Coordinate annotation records
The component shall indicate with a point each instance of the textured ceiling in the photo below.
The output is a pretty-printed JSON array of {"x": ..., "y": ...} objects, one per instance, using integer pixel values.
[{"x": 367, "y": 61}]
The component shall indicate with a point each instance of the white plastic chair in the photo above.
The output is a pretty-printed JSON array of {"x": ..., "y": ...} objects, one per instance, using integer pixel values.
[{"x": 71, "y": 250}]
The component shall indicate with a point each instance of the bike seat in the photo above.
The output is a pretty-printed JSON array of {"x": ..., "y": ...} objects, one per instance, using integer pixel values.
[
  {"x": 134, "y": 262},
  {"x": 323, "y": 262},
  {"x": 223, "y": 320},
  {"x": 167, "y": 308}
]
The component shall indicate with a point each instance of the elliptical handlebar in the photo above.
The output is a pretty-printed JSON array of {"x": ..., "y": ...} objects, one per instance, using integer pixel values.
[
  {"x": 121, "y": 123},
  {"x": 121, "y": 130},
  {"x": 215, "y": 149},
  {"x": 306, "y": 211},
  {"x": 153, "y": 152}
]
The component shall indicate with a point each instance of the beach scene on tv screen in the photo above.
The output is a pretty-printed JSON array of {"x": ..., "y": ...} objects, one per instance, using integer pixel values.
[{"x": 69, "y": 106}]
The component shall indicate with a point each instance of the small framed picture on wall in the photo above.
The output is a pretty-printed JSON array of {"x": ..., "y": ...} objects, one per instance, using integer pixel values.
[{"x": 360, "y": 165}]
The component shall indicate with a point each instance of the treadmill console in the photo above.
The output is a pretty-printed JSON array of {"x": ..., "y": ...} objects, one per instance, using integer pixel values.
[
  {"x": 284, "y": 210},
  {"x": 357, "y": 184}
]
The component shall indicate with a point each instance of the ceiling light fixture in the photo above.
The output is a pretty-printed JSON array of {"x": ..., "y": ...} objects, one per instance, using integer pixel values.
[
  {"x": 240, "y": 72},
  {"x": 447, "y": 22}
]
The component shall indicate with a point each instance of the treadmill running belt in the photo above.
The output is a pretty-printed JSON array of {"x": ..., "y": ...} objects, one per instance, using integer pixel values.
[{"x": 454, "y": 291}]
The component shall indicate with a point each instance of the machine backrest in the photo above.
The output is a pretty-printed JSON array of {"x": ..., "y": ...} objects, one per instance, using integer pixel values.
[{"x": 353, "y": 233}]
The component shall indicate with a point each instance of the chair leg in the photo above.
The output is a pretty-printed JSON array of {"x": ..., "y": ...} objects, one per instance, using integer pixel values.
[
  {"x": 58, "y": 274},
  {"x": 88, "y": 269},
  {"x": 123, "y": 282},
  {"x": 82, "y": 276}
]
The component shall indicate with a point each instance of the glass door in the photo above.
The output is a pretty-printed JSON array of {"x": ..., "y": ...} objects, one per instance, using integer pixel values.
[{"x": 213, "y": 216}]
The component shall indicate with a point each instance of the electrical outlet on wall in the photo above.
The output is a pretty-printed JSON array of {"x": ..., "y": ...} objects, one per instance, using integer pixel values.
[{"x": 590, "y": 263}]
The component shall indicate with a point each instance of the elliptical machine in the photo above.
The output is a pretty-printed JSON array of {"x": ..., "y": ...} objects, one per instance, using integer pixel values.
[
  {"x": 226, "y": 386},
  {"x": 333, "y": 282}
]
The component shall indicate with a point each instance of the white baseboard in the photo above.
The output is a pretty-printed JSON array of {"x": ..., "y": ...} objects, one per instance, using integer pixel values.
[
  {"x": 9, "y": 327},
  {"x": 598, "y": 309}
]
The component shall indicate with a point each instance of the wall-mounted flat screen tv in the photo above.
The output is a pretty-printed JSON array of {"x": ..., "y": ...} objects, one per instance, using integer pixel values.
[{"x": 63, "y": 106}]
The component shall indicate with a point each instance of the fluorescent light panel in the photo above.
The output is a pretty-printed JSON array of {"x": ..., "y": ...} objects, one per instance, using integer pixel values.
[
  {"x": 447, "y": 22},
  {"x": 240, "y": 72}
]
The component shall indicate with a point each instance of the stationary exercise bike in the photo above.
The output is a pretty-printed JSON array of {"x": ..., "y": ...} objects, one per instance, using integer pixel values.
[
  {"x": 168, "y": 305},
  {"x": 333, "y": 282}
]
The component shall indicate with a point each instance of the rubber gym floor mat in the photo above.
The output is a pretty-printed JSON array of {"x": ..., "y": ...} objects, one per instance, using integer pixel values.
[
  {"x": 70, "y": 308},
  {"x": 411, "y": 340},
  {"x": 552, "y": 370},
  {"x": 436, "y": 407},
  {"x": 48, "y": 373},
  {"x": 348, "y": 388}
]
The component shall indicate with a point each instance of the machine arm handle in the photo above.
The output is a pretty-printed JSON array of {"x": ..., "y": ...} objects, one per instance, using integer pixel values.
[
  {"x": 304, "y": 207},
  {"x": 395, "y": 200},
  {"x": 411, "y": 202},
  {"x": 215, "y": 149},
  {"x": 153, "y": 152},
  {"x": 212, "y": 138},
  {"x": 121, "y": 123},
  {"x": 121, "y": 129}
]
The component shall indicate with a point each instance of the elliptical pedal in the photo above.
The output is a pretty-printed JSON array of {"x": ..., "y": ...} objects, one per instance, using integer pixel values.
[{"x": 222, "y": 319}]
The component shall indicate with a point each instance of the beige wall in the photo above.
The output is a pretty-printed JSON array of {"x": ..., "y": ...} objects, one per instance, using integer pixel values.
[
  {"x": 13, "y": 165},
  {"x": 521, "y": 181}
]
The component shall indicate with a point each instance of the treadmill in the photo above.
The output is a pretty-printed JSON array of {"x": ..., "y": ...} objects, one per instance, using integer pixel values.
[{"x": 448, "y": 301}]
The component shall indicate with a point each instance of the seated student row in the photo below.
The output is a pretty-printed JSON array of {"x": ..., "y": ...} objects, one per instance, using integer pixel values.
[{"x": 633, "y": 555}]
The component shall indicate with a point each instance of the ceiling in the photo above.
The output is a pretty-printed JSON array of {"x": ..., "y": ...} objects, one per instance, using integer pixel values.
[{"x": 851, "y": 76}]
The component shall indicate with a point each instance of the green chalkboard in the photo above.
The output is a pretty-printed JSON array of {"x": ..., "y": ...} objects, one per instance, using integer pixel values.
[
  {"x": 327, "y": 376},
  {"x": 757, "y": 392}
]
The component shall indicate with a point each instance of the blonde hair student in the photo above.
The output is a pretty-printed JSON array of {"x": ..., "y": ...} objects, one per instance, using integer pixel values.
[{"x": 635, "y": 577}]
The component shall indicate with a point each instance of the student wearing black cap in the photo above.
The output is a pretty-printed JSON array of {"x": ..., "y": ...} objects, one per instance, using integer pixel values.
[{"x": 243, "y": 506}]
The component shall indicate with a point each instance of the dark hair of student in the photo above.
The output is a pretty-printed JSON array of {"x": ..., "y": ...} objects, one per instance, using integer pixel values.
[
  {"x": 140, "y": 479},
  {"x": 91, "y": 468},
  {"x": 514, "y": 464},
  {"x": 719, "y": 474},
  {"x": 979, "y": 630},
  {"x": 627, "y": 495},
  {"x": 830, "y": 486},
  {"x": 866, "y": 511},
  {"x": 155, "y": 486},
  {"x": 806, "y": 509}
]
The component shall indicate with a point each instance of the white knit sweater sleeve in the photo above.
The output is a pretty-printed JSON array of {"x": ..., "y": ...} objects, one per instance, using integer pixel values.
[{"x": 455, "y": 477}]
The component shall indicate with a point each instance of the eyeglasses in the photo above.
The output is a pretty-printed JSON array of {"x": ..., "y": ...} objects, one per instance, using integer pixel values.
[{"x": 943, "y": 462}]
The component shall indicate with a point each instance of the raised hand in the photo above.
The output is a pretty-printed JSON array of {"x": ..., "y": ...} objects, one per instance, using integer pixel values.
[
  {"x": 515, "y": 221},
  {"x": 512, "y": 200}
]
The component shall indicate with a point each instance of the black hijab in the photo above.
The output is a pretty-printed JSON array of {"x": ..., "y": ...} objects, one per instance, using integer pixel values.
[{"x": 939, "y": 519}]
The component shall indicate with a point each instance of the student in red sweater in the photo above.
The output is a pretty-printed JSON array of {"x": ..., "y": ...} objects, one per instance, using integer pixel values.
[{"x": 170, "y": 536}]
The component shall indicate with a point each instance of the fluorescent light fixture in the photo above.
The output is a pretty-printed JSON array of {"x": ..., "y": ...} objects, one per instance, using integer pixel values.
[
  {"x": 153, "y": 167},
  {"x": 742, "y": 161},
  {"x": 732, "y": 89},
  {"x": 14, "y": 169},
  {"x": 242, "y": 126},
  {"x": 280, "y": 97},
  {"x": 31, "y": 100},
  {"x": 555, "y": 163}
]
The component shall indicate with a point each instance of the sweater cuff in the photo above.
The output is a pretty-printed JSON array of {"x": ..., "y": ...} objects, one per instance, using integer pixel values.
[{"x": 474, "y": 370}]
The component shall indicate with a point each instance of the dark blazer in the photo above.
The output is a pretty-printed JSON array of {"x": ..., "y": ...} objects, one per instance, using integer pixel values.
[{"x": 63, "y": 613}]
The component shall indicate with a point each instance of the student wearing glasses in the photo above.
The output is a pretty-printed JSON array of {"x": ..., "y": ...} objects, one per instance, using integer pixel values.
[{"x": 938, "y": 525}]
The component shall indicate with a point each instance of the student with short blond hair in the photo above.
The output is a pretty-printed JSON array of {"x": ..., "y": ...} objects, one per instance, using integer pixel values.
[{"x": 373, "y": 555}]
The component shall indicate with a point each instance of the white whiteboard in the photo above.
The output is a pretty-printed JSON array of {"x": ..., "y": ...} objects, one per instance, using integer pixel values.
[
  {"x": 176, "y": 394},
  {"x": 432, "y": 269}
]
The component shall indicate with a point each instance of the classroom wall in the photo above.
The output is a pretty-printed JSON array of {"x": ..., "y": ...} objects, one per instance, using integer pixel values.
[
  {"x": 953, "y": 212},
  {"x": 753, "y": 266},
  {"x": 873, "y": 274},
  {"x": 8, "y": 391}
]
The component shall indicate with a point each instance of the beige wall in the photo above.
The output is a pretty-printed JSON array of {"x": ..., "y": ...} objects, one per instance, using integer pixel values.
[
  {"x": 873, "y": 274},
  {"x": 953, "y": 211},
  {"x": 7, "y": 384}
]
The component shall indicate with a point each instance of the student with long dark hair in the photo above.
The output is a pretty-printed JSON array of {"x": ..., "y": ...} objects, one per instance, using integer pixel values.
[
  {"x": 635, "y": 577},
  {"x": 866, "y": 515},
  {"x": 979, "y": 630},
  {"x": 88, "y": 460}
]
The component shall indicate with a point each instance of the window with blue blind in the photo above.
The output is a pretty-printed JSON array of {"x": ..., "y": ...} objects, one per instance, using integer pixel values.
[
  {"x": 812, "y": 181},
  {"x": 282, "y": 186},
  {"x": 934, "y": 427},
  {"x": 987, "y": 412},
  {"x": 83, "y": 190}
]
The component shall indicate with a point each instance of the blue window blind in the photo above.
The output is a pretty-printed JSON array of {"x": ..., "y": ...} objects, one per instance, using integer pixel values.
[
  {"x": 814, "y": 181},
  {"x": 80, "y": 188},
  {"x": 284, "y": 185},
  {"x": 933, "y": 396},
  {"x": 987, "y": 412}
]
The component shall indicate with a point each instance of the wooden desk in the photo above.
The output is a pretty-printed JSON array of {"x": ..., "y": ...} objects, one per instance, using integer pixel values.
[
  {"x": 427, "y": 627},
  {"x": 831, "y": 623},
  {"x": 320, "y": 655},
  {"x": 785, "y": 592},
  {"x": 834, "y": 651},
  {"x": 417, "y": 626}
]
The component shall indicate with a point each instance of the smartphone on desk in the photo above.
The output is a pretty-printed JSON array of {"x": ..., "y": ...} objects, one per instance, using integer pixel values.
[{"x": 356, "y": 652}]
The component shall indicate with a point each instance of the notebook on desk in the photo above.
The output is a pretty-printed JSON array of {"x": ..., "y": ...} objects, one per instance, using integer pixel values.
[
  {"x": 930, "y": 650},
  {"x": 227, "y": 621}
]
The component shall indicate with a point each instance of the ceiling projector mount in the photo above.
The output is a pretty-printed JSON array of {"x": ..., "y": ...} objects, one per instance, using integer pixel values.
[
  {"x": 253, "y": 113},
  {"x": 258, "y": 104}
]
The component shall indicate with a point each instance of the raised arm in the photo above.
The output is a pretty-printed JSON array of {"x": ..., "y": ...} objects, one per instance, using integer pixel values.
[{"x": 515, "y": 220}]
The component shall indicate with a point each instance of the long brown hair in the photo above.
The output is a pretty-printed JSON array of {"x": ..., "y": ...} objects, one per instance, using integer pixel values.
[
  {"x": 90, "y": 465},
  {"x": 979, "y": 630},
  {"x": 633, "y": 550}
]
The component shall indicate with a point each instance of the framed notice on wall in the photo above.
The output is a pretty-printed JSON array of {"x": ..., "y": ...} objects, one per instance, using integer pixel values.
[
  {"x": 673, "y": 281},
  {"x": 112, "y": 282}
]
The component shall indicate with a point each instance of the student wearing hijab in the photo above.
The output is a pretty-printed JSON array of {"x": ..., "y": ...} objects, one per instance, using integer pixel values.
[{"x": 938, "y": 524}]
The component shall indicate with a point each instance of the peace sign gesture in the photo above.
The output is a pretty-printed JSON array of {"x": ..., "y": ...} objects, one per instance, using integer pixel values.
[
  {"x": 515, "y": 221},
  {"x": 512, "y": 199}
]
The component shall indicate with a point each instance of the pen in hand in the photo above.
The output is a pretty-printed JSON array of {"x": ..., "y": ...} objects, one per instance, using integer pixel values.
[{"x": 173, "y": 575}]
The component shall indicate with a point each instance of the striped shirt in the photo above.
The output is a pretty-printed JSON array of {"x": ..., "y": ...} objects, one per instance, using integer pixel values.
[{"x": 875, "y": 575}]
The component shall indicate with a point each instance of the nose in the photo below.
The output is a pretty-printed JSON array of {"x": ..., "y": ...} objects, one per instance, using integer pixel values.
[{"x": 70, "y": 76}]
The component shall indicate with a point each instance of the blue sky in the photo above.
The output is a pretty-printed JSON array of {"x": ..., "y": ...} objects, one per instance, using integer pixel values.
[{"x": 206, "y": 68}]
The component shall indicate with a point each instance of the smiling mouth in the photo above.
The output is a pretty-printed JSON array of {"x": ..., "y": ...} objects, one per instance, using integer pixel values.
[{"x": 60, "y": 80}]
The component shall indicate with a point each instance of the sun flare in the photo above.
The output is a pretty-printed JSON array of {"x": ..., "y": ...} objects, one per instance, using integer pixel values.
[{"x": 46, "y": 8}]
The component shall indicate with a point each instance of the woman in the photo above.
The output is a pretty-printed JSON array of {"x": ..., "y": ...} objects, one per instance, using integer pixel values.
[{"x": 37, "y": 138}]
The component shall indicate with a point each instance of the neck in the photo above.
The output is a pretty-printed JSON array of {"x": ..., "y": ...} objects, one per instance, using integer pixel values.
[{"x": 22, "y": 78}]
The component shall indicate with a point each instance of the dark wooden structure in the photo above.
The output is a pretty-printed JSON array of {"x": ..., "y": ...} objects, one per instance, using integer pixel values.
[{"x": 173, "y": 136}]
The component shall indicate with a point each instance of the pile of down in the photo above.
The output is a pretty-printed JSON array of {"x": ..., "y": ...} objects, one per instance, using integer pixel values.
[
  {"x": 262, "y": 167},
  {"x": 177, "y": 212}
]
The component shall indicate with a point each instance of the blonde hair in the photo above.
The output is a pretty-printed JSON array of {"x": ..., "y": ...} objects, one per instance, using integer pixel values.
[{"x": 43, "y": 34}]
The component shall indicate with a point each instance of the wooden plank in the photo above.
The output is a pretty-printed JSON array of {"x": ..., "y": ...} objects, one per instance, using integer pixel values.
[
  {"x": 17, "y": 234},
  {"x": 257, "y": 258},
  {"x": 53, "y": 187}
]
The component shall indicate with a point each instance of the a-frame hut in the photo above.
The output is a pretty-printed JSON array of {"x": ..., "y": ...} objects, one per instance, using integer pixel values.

**Brief**
Take the lines above from the one holding "blonde hair in the photo above." to the last and output them exactly.

**Task result**
The component shall indicate with a point each instance of the blonde hair in the photo above.
The output is a pretty-printed JSON array of {"x": ..., "y": ...} objects, one per instance, using integer pixel values.
[{"x": 43, "y": 34}]
The component shall indicate with a point each instance of the wooden plank in the photo above.
The output is a pretty-printed JSON array of {"x": ..., "y": ...} objects, one per instance, using integer pixel values.
[
  {"x": 17, "y": 234},
  {"x": 257, "y": 258},
  {"x": 53, "y": 187}
]
The component shall indicate with a point each instance of the a-frame hut in the photo above.
The output is a pretty-printed JSON array of {"x": ..., "y": ...} objects, one per instance, using integer pixel values.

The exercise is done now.